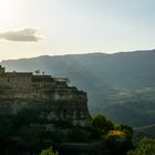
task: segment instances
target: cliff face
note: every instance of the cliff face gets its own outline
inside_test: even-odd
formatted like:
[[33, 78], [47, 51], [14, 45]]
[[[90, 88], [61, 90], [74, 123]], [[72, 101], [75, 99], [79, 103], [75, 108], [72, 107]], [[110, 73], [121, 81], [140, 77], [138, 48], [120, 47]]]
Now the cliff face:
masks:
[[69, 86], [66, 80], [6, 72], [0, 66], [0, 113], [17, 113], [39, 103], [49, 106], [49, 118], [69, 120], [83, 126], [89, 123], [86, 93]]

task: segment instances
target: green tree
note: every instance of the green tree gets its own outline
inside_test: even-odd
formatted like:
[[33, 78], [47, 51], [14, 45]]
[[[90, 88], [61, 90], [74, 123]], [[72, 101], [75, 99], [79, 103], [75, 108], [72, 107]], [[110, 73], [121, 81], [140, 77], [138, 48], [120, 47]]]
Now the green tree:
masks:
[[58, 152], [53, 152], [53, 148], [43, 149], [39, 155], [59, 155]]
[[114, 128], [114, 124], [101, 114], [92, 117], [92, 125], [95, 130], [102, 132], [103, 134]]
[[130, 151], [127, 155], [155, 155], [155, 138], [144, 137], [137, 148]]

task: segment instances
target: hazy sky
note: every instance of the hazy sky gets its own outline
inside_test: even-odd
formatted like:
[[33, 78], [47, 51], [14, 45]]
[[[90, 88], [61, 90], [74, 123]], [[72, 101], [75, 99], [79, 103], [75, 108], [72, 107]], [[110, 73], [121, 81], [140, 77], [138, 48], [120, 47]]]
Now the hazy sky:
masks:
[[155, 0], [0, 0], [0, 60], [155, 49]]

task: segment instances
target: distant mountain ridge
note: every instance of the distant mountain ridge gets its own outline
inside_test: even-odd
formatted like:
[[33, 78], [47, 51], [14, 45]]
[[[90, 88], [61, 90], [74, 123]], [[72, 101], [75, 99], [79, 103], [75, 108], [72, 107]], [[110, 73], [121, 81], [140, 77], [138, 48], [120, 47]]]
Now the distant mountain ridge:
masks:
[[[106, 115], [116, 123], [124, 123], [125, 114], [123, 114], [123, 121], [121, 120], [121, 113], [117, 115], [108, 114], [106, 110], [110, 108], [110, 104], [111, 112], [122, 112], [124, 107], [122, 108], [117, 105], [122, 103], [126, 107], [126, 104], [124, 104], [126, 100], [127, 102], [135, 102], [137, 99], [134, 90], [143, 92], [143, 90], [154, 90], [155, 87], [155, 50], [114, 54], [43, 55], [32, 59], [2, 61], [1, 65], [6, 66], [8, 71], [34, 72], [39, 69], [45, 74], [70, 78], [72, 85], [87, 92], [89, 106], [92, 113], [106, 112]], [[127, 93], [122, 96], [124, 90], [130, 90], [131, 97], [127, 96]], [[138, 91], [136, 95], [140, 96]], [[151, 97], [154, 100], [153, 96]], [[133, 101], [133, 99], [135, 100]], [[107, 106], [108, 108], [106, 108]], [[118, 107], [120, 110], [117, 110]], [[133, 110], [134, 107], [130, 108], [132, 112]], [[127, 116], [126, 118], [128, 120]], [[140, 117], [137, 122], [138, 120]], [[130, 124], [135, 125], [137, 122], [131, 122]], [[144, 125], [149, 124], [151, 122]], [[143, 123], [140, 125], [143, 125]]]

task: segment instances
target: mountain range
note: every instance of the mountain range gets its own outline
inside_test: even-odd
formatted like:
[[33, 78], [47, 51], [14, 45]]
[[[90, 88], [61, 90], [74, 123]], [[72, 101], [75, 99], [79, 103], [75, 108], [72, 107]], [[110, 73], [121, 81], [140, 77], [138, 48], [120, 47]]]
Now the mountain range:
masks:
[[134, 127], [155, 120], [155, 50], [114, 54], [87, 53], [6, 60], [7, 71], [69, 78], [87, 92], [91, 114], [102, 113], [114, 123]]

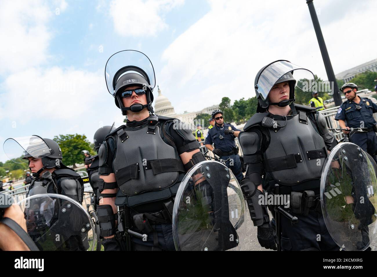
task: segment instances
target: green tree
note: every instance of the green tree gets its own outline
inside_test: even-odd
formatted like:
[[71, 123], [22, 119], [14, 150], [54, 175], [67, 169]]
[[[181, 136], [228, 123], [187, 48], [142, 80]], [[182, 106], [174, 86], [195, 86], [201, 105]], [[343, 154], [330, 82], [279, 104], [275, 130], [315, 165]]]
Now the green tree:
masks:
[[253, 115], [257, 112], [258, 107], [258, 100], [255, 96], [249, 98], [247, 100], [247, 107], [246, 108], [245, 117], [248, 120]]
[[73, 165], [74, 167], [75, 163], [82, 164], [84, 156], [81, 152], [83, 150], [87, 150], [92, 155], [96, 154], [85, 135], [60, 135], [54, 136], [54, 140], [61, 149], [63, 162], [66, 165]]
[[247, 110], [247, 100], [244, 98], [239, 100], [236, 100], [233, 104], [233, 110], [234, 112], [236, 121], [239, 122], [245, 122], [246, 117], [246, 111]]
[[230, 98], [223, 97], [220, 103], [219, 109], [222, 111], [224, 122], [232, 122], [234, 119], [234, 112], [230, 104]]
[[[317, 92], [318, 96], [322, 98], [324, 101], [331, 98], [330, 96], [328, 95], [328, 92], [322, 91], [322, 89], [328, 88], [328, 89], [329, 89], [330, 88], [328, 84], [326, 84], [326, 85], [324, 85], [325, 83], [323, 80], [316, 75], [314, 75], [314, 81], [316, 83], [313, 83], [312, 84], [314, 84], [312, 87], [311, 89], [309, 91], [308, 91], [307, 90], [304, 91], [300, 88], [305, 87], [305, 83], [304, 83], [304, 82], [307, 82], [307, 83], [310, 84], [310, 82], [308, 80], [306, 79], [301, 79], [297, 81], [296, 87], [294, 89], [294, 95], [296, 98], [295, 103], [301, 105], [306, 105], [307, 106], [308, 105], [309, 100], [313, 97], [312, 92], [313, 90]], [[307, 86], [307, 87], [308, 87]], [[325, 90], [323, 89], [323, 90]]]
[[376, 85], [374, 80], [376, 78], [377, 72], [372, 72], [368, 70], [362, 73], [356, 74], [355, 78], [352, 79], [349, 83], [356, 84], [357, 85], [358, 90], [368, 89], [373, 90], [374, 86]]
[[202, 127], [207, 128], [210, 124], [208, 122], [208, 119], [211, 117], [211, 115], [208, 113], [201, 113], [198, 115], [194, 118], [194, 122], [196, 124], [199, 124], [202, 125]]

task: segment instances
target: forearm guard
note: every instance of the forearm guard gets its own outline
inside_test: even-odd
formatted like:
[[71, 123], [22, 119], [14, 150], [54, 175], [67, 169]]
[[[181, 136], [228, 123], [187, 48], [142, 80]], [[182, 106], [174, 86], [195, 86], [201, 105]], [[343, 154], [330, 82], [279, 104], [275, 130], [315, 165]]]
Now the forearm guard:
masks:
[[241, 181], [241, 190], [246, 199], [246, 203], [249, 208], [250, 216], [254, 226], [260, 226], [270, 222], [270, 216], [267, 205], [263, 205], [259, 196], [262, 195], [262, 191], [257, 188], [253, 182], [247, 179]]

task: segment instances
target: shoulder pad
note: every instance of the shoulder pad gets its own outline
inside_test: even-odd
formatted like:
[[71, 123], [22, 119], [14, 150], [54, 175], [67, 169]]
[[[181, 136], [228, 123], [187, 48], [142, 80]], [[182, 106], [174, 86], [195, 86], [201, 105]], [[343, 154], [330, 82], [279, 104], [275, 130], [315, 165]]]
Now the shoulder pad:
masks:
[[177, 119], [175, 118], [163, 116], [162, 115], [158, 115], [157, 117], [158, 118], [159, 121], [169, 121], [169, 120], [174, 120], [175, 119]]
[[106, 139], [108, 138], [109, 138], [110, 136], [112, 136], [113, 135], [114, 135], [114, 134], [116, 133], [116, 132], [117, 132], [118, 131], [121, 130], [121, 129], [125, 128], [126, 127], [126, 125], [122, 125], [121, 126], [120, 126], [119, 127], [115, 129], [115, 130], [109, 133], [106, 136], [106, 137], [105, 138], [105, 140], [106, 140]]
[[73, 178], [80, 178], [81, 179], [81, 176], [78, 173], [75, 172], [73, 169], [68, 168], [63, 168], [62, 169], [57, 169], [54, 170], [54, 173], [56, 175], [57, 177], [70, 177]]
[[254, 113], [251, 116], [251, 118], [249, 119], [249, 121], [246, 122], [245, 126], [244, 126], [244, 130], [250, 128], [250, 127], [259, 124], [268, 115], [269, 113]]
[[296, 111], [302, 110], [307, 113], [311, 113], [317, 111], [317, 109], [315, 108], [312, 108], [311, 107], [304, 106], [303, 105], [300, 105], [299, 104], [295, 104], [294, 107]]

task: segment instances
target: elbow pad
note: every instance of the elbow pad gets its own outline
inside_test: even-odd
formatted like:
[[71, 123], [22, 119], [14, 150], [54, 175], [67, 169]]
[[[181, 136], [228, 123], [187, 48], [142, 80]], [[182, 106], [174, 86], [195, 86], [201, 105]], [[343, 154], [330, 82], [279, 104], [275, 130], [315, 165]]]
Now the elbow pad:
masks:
#####
* [What is expected]:
Can you output the lines above as a JSON list of strings, one string per line, from the start through the line containing "[[155, 0], [0, 0], [0, 60], [155, 49]]", both ends included? Skip blank lines and leave the pictures out.

* [Output below]:
[
  "task: segment instances",
  "target: cliff face",
  "note: every instance of the cliff face gets its own outline",
  "inside_test: even-odd",
  "formatted like:",
  "[[33, 78], [47, 51], [14, 45]]",
  "[[[90, 88], [61, 90], [74, 123]], [[72, 101], [75, 99], [79, 103], [75, 108], [72, 107]], [[110, 73], [121, 81], [140, 77], [138, 48], [120, 47]]]",
  "Now the cliff face:",
  "masks:",
  "[[69, 86], [66, 80], [6, 72], [0, 66], [0, 113], [17, 113], [39, 103], [49, 106], [49, 118], [69, 120], [83, 126], [89, 123], [86, 93]]",
  "task: segment instances",
  "target: green tree",
  "note: every instance of the green tree gets its own outline",
  "inside_test: even-odd",
  "formatted like:",
  "[[33, 78], [47, 51], [14, 45]]",
  "[[[90, 88], [61, 90], [74, 123]], [[72, 101], [75, 99], [79, 103], [75, 108], [72, 107]], [[110, 73], [121, 81], [140, 77], [138, 48], [120, 47]]]",
  "Now the green tree:",
  "masks:",
  "[[58, 152], [53, 152], [53, 148], [43, 149], [39, 155], [59, 155]]",
  "[[114, 128], [114, 124], [101, 114], [92, 117], [92, 125], [95, 130], [102, 132], [103, 134]]",
  "[[130, 151], [127, 155], [155, 155], [155, 138], [144, 137], [137, 148]]",
  "task: segment instances",
  "target: hazy sky",
  "note: every instance of the hazy sky gets its own outline",
  "inside_test: even-odd",
  "formatted like:",
  "[[33, 78], [47, 51], [14, 45]]",
  "[[[90, 88], [61, 90], [74, 123]], [[72, 101], [75, 99], [79, 103], [75, 108], [72, 107]], [[110, 73], [121, 81], [140, 77], [138, 48], [120, 47]]]",
  "Now the hazy sky:",
  "masks:",
  "[[155, 0], [0, 0], [0, 60], [155, 49]]"
]